DATA TO USE
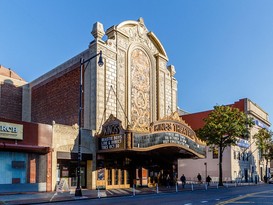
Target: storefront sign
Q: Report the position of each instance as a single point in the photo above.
(173, 127)
(243, 143)
(149, 140)
(11, 131)
(111, 142)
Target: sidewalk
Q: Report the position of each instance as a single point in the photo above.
(47, 197)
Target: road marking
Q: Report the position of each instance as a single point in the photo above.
(241, 197)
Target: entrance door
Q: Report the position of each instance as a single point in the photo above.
(246, 175)
(116, 178)
(83, 176)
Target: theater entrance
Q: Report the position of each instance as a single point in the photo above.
(126, 158)
(124, 170)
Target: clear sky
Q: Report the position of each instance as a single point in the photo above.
(222, 50)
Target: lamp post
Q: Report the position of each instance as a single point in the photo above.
(78, 191)
(206, 172)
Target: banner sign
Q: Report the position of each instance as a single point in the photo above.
(115, 142)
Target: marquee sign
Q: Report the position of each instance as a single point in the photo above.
(11, 131)
(171, 130)
(149, 140)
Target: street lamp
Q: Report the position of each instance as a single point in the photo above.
(206, 172)
(78, 191)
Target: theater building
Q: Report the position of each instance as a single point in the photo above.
(241, 163)
(129, 111)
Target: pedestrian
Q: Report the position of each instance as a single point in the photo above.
(208, 179)
(199, 178)
(183, 180)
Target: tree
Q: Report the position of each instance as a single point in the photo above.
(265, 145)
(222, 128)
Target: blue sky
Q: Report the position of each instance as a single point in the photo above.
(222, 50)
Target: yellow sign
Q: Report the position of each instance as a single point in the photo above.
(11, 131)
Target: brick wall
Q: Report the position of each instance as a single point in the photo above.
(57, 99)
(11, 101)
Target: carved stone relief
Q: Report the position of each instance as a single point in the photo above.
(121, 86)
(140, 91)
(139, 34)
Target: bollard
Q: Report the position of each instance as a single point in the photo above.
(134, 191)
(98, 192)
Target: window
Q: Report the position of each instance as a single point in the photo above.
(215, 153)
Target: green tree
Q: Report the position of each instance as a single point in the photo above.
(265, 145)
(222, 128)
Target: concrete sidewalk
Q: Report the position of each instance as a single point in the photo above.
(47, 197)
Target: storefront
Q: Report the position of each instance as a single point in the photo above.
(25, 155)
(126, 158)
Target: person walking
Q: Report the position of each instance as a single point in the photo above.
(199, 178)
(208, 179)
(183, 180)
(168, 180)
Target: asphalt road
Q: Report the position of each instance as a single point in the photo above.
(261, 194)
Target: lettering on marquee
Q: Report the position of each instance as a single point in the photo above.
(11, 131)
(173, 127)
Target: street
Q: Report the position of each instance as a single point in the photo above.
(262, 194)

EXERCISE DESCRIPTION
Go through the data above and transcribe it in full, omitting any image.

RESULT BELOW
Target: storefront sign
Q: Report the position of each instance as a single point in the photo above.
(173, 127)
(243, 143)
(149, 140)
(11, 131)
(111, 142)
Target: sidewalk
Q: Report the position of each instance as a single point in the photo above.
(47, 197)
Target: road marking
Q: Report the position of each instance as a single point in the photo above.
(241, 197)
Target: entrance door
Q: Report the position of each instance as a single point in the photo above.
(246, 175)
(116, 178)
(83, 176)
Target: theater entrance
Q: Report the position of each instance as a single point in the photo above.
(126, 158)
(124, 170)
Target: clear sky
Q: Report the position of each instance as a single point in the photo above.
(222, 50)
Target: lamp post
Q: Report the position of each instance as a single point in the photo above.
(78, 191)
(206, 172)
Target: banner sign
Q: Report the position of each instance as a single point in the photo above.
(115, 142)
Target: marquee sign
Q: Report the position of each instance as a single point in the photo above.
(11, 131)
(171, 130)
(149, 140)
Target: street lamp
Q: Report the position of each instance as a single point in the photo above.
(206, 172)
(78, 191)
Target: theater building
Q: Report the position of each instance as a single point in the photo above.
(241, 163)
(129, 111)
Target: pedestrian
Q: Report the position of each instance as a single point in the photo above.
(208, 179)
(199, 178)
(183, 180)
Target: tree
Q: Report the position of each instance as a single point in the photo above.
(265, 145)
(222, 128)
Target: blue sky
Q: Report the position of each instance as a single point in the photo above.
(222, 50)
Target: yellow sign
Q: Report the position of each instance as a single point in the photo above.
(11, 131)
Target: brick wall
Q: Report the position of each instance as a single point in the photo above.
(57, 99)
(11, 101)
Target: carved stone relief
Q: Report the position of each instance as a single point in the photo above.
(121, 86)
(140, 91)
(139, 34)
Target: bollard
Q: Report the position of each instance as a single point in the photo above.
(134, 191)
(98, 192)
Target: window
Q: Report the position of each instance as a single point in the photo above.
(215, 153)
Target: green tree
Q: Report the position of each instance as a single point in the photo above.
(265, 145)
(222, 128)
Target: concrete sidewalk
Q: Report the position of each instance as a single point in the photo above.
(47, 197)
Target: storefront
Q: Report the position of each instance as a single point in the photo above.
(25, 155)
(126, 158)
Target: person walking
Q: Report the position of each instance as a single point in the photo above.
(199, 178)
(208, 179)
(183, 180)
(168, 180)
Target: asphalt road
Q: Report the position of each instance as a single point in the photo above.
(261, 194)
Target: lettering on marquee
Q: Report the position of each instance as a single point in the photo above.
(11, 131)
(173, 127)
Target: street
Q: Report the position of each instance as a single point in the photo above.
(262, 194)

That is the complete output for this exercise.